> **ASSIGNED TASK**: Transcribe exactly the lines from the one containing "Query: rear wheel" through the end of the entries, including both the first and the last, and nothing else.

Dataset items:
========================================

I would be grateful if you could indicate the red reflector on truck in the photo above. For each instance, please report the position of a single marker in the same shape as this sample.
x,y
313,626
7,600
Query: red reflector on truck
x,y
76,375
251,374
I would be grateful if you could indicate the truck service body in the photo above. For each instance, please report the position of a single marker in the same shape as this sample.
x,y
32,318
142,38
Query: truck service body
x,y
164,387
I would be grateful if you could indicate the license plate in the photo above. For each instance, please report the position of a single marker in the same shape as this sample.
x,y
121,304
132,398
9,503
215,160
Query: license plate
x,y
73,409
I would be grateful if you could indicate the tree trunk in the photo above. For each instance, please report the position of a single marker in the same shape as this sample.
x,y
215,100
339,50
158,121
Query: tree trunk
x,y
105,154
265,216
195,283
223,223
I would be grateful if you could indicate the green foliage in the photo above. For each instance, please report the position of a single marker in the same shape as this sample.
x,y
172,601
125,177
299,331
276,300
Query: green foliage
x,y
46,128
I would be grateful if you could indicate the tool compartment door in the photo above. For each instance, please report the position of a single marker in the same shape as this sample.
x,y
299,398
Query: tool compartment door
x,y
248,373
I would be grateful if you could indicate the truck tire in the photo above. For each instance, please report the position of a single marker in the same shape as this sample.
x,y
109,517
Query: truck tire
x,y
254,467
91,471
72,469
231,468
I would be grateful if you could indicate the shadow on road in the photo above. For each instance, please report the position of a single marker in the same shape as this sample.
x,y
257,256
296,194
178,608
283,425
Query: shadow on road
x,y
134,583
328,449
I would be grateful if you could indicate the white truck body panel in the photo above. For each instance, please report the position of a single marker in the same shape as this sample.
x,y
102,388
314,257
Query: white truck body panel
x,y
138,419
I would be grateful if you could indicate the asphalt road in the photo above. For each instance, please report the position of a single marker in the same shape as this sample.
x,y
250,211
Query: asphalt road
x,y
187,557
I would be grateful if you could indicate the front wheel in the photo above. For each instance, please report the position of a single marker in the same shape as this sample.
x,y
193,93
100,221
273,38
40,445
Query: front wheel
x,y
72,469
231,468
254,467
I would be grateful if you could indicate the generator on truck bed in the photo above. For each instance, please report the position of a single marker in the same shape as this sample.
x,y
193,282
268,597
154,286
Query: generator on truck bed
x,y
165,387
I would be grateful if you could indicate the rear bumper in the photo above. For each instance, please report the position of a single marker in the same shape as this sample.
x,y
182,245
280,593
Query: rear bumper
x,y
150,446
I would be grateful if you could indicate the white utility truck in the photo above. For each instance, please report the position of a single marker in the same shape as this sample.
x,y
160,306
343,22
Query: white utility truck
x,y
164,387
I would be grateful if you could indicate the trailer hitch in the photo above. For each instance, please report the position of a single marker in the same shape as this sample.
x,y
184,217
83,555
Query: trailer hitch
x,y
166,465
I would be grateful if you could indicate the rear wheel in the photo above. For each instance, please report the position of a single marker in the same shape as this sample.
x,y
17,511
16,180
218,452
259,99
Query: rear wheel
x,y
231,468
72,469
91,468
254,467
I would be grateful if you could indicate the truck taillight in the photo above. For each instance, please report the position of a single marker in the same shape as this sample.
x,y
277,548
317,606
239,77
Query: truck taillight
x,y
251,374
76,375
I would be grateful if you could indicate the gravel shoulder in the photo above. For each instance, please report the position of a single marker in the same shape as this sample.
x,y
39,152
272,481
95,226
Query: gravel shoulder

========================================

> **SOLUTION**:
Query: rear wheel
x,y
231,468
72,469
91,468
254,467
I would be grateful if you could indicate the truck taillight in the photo above. For each instance, please report the position of a single marker in the same shape as this sample.
x,y
277,548
317,606
239,77
Query: truck taillight
x,y
251,374
76,375
I would be grateful if you could indicate the gravel shoulder in the photo above. For each instance, please report the position of a single marker in the same shape as this sample.
x,y
39,152
272,481
95,226
Query: gravel shoulder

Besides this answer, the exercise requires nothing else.